*Exercise aim*
Set down a faithful copy of every record below, with no images.

━━━━━ Data to examine

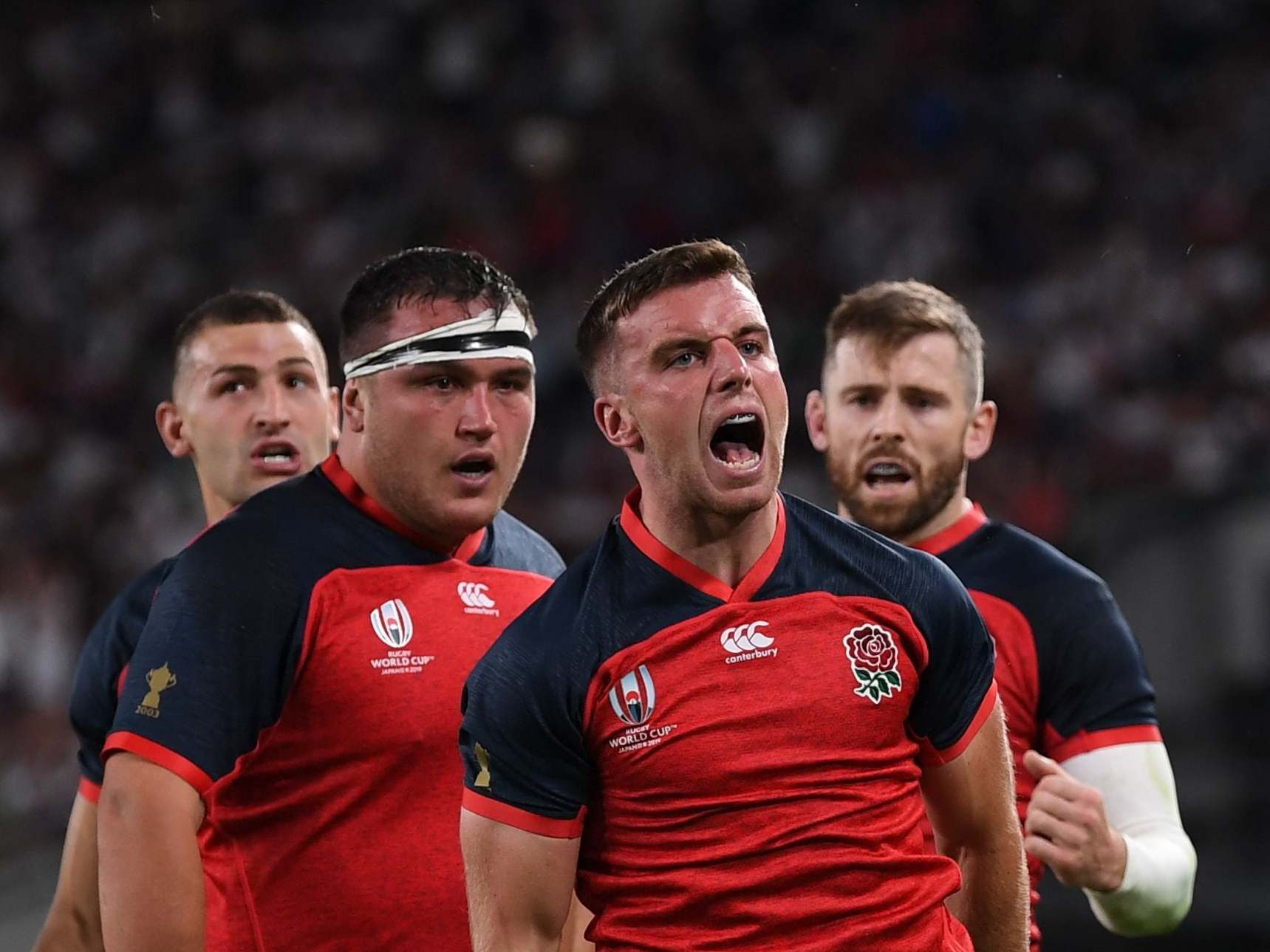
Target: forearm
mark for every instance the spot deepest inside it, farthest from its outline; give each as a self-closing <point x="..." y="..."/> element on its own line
<point x="1158" y="880"/>
<point x="1137" y="784"/>
<point x="70" y="928"/>
<point x="992" y="903"/>
<point x="151" y="877"/>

━━━━━━━━━━

*Exercise response*
Target: forearm
mark for every instance the spot deepest inside it, farthest from its outline; give each as a self-closing <point x="..." y="..."/> element on its own line
<point x="1158" y="880"/>
<point x="1137" y="784"/>
<point x="70" y="928"/>
<point x="992" y="903"/>
<point x="151" y="877"/>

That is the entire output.